Start of TEXT SHOWN
The Act provides that a governmental entity may not suspend, terminate, or take other adverse personnel action against a "public employee who in good faith reports a violation of law by the employing governmental entity or another public employee to an appropriate law enforcement authority." Tex. Gov't Code §§ 554.0035, .002(a). A public employee who is subjected to adverse personnel action in violation of the Act may sue the employing governmental entity, the sovereign immunity of which is "waived and abolished to the extent of liability for the relief allowed" under the Act,5 id. § 554.0035, and may seek injunctive relief, actual damages, attorney's fees, reinstatement, and lost compensation, id. § 554.003(a), (b).

We first summarize appellees’ pleadings to decide whether the allegations are such that appellees may avail themselves of the protections of the Act or instead establish a lack of jurisdiction such that the trial court should have granted the OAG's motion to dismiss.
End of TEXT SHOWN
Start of COLLECTED MATERIAL
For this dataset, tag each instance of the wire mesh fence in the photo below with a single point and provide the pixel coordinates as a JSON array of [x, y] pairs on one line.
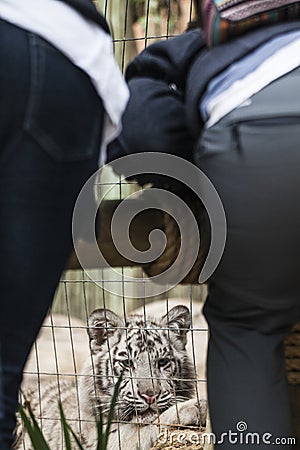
[[79, 353]]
End of COLLECTED MATERIAL
= OBJECTIVES =
1) Repeat the stretch of the legal passage from "We first summarize" through "motion to dismiss.".
2) Turn the paragraph of the legal passage beginning "The Act provides that" into a short bulleted list that keeps its main facts.

= THE REPLIES =
1)
We first summarize appellees’ pleadings to decide whether the allegations are such that appellees may avail themselves of the protections of the Act or instead establish a lack of jurisdiction such that the trial court should have granted the OAG's motion to dismiss.

2)
- A governmental entity may not suspend, terminate, or take other adverse personnel action against a public employee who in good faith reports a violation of law by the employing entity or another public employee to an appropriate law enforcement authority (Tex. Gov't Code §§ 554.0035, .002(a)).
- An employee subjected to such action may sue the employing entity. That entity's sovereign immunity is waived and abolished to the extent of liability for the relief allowed under the Act (§ 554.0035).
- The employee may seek injunctive relief, actual damages, attorney's fees, reinstatement, and lost compensation (§ 554.003(a), (b)).